EXERCISE OBJECTIVE → When you write out the listing, keep every word as it stands and drop the pictures.

Start of Block

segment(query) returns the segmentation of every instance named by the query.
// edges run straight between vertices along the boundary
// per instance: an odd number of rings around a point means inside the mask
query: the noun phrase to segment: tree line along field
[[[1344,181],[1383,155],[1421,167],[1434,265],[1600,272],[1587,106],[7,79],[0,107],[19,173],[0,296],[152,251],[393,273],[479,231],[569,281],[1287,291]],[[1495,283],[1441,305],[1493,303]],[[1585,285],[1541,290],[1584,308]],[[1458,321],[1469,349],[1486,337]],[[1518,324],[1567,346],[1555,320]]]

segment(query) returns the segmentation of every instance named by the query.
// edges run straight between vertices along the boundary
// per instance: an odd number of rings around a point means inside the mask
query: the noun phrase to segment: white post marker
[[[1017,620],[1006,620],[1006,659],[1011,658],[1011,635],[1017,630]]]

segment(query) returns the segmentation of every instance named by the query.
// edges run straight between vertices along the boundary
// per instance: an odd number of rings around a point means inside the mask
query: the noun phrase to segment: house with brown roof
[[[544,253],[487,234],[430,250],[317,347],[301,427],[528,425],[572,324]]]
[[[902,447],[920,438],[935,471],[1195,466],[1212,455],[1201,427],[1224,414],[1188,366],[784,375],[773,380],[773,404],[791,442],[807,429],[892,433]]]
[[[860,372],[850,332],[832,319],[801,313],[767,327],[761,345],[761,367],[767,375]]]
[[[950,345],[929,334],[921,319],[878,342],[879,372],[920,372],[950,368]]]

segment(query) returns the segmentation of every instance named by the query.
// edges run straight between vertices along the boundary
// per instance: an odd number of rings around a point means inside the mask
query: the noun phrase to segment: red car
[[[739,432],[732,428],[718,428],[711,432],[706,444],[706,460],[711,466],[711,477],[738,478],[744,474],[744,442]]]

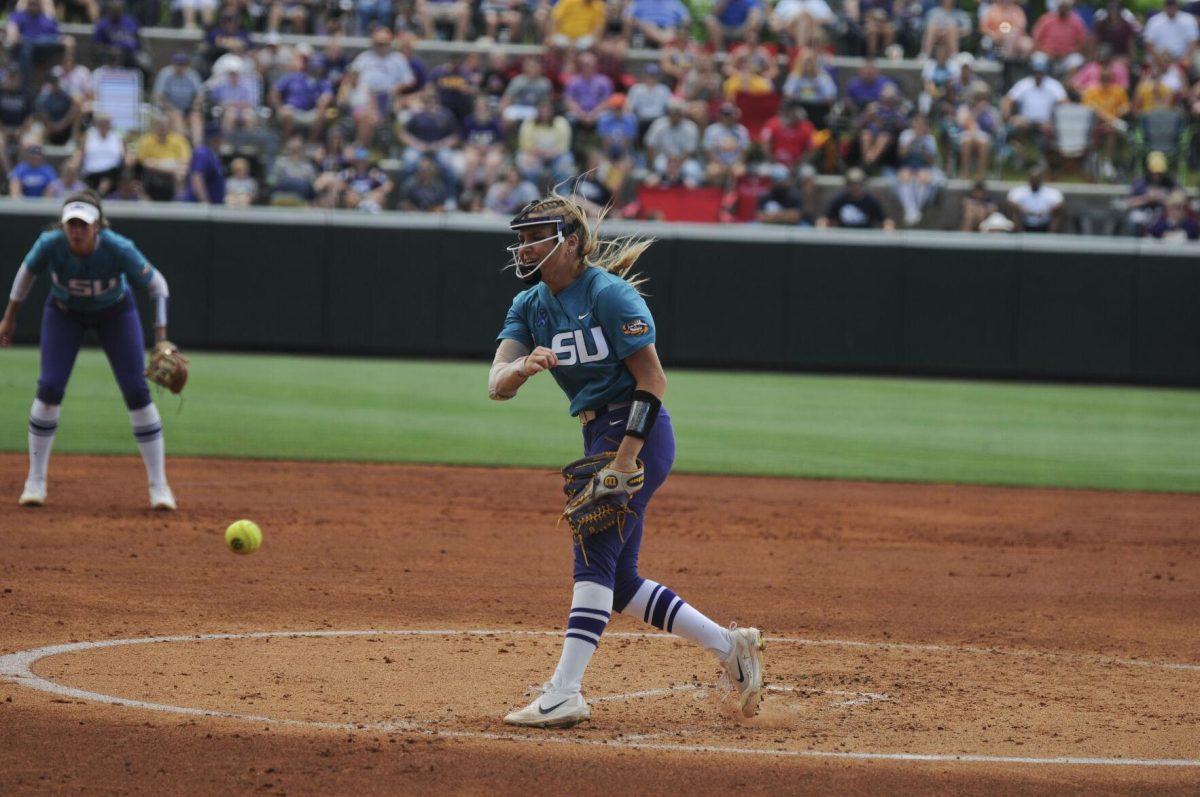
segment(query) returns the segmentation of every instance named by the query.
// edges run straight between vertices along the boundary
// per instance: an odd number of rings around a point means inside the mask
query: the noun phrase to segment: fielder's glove
[[[160,340],[154,344],[154,351],[150,352],[146,378],[172,393],[179,393],[187,384],[187,358],[179,353],[179,348],[174,343]]]
[[[562,470],[563,492],[567,494],[563,517],[581,549],[585,537],[614,528],[621,534],[625,521],[636,515],[629,508],[629,499],[642,489],[645,468],[639,460],[635,471],[614,470],[612,462],[616,456],[615,451],[594,454],[577,459]]]

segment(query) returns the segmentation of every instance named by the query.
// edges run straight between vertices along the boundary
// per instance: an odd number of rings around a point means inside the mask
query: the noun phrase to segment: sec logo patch
[[[637,318],[633,321],[626,321],[624,324],[622,324],[621,331],[626,335],[636,337],[637,335],[645,335],[647,332],[649,332],[650,325],[642,319]]]

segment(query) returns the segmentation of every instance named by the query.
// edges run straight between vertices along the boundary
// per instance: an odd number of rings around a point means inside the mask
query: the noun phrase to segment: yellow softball
[[[225,529],[225,544],[234,553],[254,553],[262,545],[262,529],[253,520],[237,520]]]

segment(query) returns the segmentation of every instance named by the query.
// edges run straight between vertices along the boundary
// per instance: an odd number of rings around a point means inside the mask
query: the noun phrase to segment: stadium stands
[[[192,163],[155,200],[212,200],[233,180],[233,201],[252,204],[503,212],[504,197],[558,185],[625,218],[808,225],[857,167],[890,222],[960,229],[954,200],[976,180],[1001,199],[1040,166],[1066,197],[1064,231],[1144,234],[1157,216],[1127,215],[1166,214],[1158,193],[1186,189],[1196,159],[1191,6],[1147,25],[1099,0],[558,3],[18,0],[2,182],[32,145],[73,181],[102,112],[127,144],[104,173],[113,198],[147,198],[136,142],[163,115]],[[545,91],[524,59],[548,79],[544,117],[528,118]],[[65,141],[52,80],[79,109]],[[514,106],[514,80],[534,81],[517,92],[531,104]],[[647,143],[659,83],[698,133],[672,138],[686,151],[670,157]],[[678,201],[698,187],[693,207]],[[798,222],[754,207],[781,197]]]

End of Block

SOLVED PROBLEM →
segment(query) returns the segmentation of every instance named by the query.
// edges run straight between vertices along the boundary
// per instance: an odd number of rings around a point means inside the mask
query: the noun phrase to segment: tree line along field
[[[1344,181],[1383,155],[1421,167],[1434,265],[1600,272],[1587,106],[7,79],[0,107],[19,173],[0,296],[152,251],[393,273],[479,231],[569,281],[1287,291]],[[1495,283],[1441,305],[1493,303]],[[1585,285],[1541,290],[1584,308]],[[1458,321],[1469,349],[1486,337]],[[1518,324],[1567,346],[1555,320]]]

segment(query) returns the segmentation of every instance named by the query.
// edges run straight between vertices along the boundary
// per instance: an odd number of rings around a point means inside the mask
query: the noun phrase to segment: white post marker
[[[1017,620],[1006,620],[1006,659],[1011,658],[1011,635],[1017,630]]]

segment(query) returns the segmentation of every instance named by the query.
// edges run straight between vertices along the boundary
// per instance: an odd number of rings around a point means inside the mask
query: the noun phrase to segment: house with brown roof
[[[544,253],[487,234],[430,250],[317,347],[301,427],[528,425],[572,324]]]
[[[902,447],[920,438],[935,471],[1195,466],[1212,455],[1201,427],[1224,414],[1188,366],[784,375],[773,380],[773,404],[791,442],[807,429],[892,433]]]
[[[860,372],[850,332],[832,319],[801,313],[767,327],[761,345],[761,367],[767,375]]]
[[[950,345],[929,334],[921,319],[878,342],[879,372],[920,372],[950,368]]]

segment(query) returns the segmentation of every instance named by the query.
// edges run straight between vertices along the boundary
// per instance: an odd number of rings around a point means inside the mask
query: the noun phrase to segment: red car
[[[739,432],[732,428],[718,428],[711,432],[706,444],[706,460],[711,466],[711,477],[738,478],[744,474],[744,442]]]

segment(query) returns the segmentation of every instance named by the query.
// edges run straight between vertices along the boundary
// per instance: an odd number of rings around a point means inside the mask
query: the noun phrase to segment: fielder's glove
[[[160,340],[154,344],[154,351],[150,352],[146,378],[172,393],[179,393],[187,384],[187,358],[179,353],[179,348],[174,343]]]
[[[562,470],[563,492],[567,494],[563,517],[581,549],[585,537],[614,528],[621,534],[625,521],[636,515],[629,508],[629,499],[642,489],[645,468],[639,460],[635,471],[614,470],[612,462],[616,456],[615,451],[594,454],[577,459]]]

segment(query) returns the segmentation of every instance named by the query.
// edges run straight between vertices along the boundary
// per instance: an odd number of rings around a point means inside the mask
query: the noun phrase to segment: sec logo patch
[[[637,318],[633,321],[626,321],[624,324],[622,324],[621,331],[626,335],[636,337],[637,335],[645,335],[647,332],[649,332],[650,325],[642,319]]]

segment(query) returns the segmentation of every instance named by the query.
// edges run straight between vertices along the boundary
// per instance: an odd number of rings around a point means inside the mask
query: the noun phrase to segment: yellow softball
[[[225,529],[225,544],[234,553],[254,553],[262,545],[262,529],[253,520],[237,520]]]

segment(query) returns the segmentation of every instance named by the query.
// edges run straight between vertices along the boundary
// per instance: an odd number of rings around a point means inside the mask
query: the noun phrase to segment: stadium stands
[[[192,163],[155,200],[212,200],[233,180],[233,201],[252,204],[503,212],[504,197],[558,185],[625,218],[808,225],[857,167],[890,222],[960,229],[954,200],[976,180],[1001,199],[1040,166],[1066,197],[1064,231],[1144,234],[1157,216],[1127,215],[1166,214],[1158,193],[1186,189],[1196,159],[1191,6],[1147,25],[1099,0],[558,3],[18,0],[2,182],[32,145],[73,181],[102,112],[127,144],[104,173],[113,198],[147,198],[136,142],[163,115]],[[545,91],[524,59],[548,79],[544,117],[528,118]],[[65,141],[52,80],[79,109]],[[514,106],[514,80],[534,81],[517,92],[531,104]],[[647,143],[659,83],[698,133],[672,138],[686,151],[670,157]],[[678,201],[698,187],[693,207]],[[798,222],[754,207],[781,197]]]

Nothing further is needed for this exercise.